--- START Records provided ---

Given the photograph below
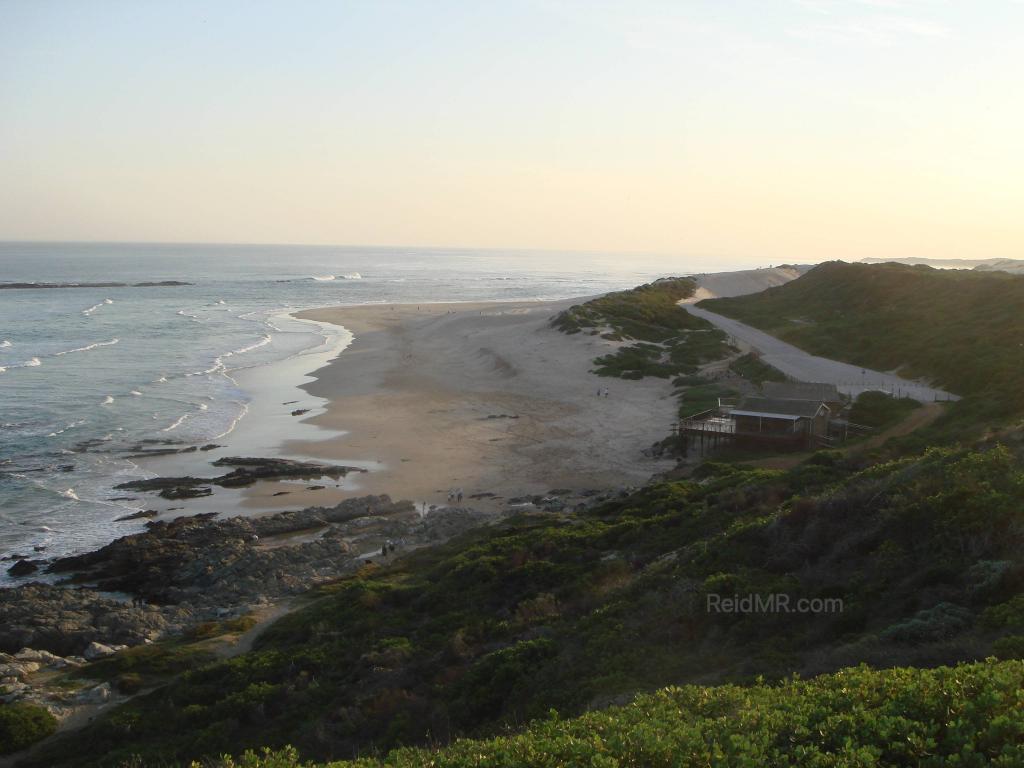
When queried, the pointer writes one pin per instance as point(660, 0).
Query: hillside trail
point(916, 419)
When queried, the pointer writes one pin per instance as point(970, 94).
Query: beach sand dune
point(486, 397)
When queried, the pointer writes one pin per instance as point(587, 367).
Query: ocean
point(91, 376)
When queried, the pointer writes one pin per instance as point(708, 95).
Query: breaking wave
point(112, 342)
point(93, 308)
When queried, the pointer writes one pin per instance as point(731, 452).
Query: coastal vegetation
point(879, 410)
point(962, 330)
point(550, 638)
point(755, 370)
point(969, 715)
point(658, 338)
point(24, 724)
point(576, 611)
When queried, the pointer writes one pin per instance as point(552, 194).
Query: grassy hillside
point(579, 611)
point(972, 715)
point(963, 330)
point(668, 340)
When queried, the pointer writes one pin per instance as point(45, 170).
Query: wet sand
point(486, 397)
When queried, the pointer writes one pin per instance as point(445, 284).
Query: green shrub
point(879, 410)
point(23, 725)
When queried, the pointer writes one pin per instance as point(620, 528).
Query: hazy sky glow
point(758, 130)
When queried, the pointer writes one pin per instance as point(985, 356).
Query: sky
point(758, 131)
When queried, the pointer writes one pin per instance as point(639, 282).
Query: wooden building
point(781, 422)
point(800, 390)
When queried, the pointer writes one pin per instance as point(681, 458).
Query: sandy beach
point(486, 397)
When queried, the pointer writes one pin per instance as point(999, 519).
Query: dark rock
point(247, 472)
point(66, 621)
point(182, 492)
point(24, 567)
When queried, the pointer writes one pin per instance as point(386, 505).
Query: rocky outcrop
point(208, 564)
point(65, 621)
point(246, 472)
point(24, 567)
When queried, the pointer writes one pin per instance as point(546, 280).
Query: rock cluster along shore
point(185, 571)
point(246, 472)
point(198, 568)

--- END Records provided ---

Present the records from the line with "as point(587, 367)." to the line with "point(758, 130)" as a numbered list, leaving out any blank lines.

1. When queried, the pointer writes one pin per instance as point(587, 367).
2. Query: ocean
3. point(91, 376)
4. When queried, the pointer writes one pin per instance as point(708, 95).
5. Query: breaking wave
6. point(112, 342)
7. point(93, 308)
8. When queried, the pointer writes one pin per instance as point(731, 452).
9. Query: coastal vegetation
10. point(879, 410)
11. point(962, 330)
12. point(550, 638)
13. point(755, 370)
14. point(969, 715)
15. point(658, 338)
16. point(24, 724)
17. point(576, 611)
18. When queried, the pointer writes one pin per instance as point(552, 194).
19. Query: grassy hillside
20. point(579, 611)
21. point(972, 715)
22. point(963, 330)
23. point(668, 340)
24. When queried, the pointer writes one pin per instance as point(45, 170).
25. Query: wet sand
26. point(486, 397)
27. When queried, the pointer writes one pin per instance as point(445, 284).
28. Query: green shrub
29. point(879, 410)
30. point(23, 725)
31. When queried, the pointer writes one pin per instance as point(620, 528).
32. Query: hazy sky glow
33. point(758, 130)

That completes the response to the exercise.